*Exercise passage*:
------------------------------
CART-meso immunotherapy feasible for patients with advanced cancers

Patients with advanced cancers who received chimeric antigen receptor- modified T cells (CART)-meso, a type of adoptive immunotherapy, tolerated the treatment well, and there was evidence that the injected immune cells persisted in the patients' blood circulation and successfully migrated to the patients' tumour sites, according to interim results from phase I clinical trial data presented at the AACR Annual Meeting 2015, April 18-22.

"CART cells are patients' own immune cells called T cells, modified to produce specific immunoreceptors, which can identify tumour cells that were not visible to the T cells previously. In this case, the T cells were modified to target tumour cells that express a protein called mesothelin on their surface [hence the name CART-meso], so that the T cells can identify them and kill them," said Janos L. Tanyi, MD, PhD, an assistant professor in the Division of Gynaecologic Oncology at the University of Pennsylvania in Philadelphia.

"We treated a small group of patients with advanced cancers and found no major adverse events associated with the T-cell infusion, suggesting that the patients tolerated the treatment very well. In addition, the modified T cells were able to persist for up to 28 days in the patients' circulation, and they successfully migrated to the patients' tumour sites. The interim results to date indicate that the therapy is safe in the patients treated so far," Tanyi added.

In this phase I study to evaluate the safety and feasibility of CART-meso cells in patients with mesothelin-expressing tumours, Tanyi and colleagues have enrolled five patients with advanced cancers (two with serous ovarian cancer, two with epithelial mesothelioma, and one with pancreatic cancer) so far.
------------------------------
*Directions for this task*: Rewrite the portion of the CART-meso immunotherapy article between "CART-meso immunotherapy feasible" and "2015, April 18-22.", inclusive, with "adoptive immunotherapy" changed to "cellular immunotherapy".

*Data to examine*:
------------------------------
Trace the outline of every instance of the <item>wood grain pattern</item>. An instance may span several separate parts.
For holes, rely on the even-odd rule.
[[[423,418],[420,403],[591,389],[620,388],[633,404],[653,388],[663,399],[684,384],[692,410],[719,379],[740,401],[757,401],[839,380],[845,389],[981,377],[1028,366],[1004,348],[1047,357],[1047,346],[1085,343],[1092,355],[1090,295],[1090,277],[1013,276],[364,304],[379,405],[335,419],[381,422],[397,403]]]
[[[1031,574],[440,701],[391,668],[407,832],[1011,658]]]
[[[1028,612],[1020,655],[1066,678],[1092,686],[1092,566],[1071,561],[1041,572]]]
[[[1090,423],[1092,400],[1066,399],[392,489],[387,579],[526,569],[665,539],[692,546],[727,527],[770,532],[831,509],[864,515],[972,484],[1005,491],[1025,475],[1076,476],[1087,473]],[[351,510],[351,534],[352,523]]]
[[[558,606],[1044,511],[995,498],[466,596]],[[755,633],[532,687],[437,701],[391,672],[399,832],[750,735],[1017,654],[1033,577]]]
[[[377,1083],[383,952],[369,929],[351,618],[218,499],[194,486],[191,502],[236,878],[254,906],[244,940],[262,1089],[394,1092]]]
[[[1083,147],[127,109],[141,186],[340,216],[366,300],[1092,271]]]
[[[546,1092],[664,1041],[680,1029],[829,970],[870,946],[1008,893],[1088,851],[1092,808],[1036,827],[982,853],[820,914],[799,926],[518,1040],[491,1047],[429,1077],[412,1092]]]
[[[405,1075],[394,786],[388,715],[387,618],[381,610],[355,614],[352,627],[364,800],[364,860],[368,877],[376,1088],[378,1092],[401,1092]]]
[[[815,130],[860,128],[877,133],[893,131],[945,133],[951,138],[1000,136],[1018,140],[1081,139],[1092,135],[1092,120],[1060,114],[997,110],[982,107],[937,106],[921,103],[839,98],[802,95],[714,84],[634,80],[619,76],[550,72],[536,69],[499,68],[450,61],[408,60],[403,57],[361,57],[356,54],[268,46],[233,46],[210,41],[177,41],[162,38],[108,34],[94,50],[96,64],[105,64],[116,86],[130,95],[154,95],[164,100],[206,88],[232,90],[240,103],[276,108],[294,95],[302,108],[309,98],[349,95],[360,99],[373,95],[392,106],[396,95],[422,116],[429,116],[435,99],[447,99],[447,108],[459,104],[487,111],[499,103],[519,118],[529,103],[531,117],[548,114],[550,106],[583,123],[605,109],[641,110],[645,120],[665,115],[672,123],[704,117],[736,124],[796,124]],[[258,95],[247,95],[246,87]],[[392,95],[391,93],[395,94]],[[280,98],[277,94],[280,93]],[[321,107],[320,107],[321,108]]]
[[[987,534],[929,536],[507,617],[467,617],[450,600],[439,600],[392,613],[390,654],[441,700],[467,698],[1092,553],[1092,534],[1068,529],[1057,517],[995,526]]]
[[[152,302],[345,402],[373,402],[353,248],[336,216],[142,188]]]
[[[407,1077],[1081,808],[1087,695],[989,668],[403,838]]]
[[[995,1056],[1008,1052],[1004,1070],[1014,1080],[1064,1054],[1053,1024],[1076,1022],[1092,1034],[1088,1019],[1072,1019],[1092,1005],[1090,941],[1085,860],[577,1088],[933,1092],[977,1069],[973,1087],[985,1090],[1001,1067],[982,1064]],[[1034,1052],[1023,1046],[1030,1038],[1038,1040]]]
------------------------------
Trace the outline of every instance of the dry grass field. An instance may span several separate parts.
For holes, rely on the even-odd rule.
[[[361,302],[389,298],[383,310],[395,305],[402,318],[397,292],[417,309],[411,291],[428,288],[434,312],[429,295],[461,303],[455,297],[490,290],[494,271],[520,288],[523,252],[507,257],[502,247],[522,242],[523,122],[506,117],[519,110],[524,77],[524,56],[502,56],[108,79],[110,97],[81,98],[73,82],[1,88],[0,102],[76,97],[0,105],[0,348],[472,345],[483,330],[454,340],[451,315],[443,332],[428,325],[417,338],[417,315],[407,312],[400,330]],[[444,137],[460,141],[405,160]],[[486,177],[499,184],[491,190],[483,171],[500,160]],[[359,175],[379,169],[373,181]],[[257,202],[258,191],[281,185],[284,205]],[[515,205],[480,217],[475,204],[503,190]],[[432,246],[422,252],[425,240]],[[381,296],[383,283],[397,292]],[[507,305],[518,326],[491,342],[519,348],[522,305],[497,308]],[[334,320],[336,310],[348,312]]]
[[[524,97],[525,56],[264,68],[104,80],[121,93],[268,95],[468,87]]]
------------------------------
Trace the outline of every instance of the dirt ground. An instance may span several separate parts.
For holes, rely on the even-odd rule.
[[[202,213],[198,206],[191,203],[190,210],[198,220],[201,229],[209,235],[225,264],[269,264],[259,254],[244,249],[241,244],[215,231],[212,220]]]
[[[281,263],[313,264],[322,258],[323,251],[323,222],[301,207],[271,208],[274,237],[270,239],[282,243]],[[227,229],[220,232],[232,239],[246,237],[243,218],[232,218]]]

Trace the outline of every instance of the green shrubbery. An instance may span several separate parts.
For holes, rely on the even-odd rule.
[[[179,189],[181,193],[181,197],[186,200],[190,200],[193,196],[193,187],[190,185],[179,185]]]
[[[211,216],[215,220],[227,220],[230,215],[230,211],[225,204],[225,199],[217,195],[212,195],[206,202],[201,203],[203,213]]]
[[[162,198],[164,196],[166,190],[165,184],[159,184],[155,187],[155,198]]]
------------------------------
*Expected answer*:
CART-meso immunotherapy feasible for patients with advanced cancers

Patients with advanced cancers who received chimeric antigen receptor- modified T cells (CART)-meso, a type of cellular immunotherapy, tolerated the treatment well, and there was evidence that the injected immune cells persisted in the patients' blood circulation and successfully migrated to the patients' tumour sites, according to interim results from phase I clinical trial data presented at the AACR Annual Meeting 2015, April 18-22.